> [YOUR GOAL] Show every line below where "bottle" appears.

RECORDS SHOWN Block Start

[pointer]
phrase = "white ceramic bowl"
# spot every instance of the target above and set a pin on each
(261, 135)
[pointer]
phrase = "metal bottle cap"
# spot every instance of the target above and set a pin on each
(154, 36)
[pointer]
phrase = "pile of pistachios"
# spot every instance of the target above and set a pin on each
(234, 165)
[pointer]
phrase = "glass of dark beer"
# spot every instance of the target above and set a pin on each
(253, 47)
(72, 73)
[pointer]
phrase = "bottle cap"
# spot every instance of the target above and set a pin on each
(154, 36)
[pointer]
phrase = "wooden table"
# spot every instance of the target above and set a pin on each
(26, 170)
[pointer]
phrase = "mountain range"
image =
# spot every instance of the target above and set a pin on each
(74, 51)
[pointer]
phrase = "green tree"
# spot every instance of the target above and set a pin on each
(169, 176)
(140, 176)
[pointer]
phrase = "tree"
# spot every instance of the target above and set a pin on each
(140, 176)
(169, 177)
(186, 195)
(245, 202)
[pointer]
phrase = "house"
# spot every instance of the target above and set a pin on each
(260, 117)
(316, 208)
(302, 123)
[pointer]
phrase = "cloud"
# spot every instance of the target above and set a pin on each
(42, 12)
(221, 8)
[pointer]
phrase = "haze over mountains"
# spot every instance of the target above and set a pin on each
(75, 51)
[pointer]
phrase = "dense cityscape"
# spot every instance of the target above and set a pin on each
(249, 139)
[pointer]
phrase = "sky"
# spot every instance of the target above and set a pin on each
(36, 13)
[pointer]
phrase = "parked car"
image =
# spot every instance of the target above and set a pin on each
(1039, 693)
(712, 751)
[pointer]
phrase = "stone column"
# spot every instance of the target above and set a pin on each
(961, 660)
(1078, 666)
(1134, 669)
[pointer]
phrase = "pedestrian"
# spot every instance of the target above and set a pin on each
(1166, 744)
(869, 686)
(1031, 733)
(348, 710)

RECORDS SHOWN Block End

> [REPLY TO THE TASK]
phrase = "metal bottle cap"
phrase = "bottle cap"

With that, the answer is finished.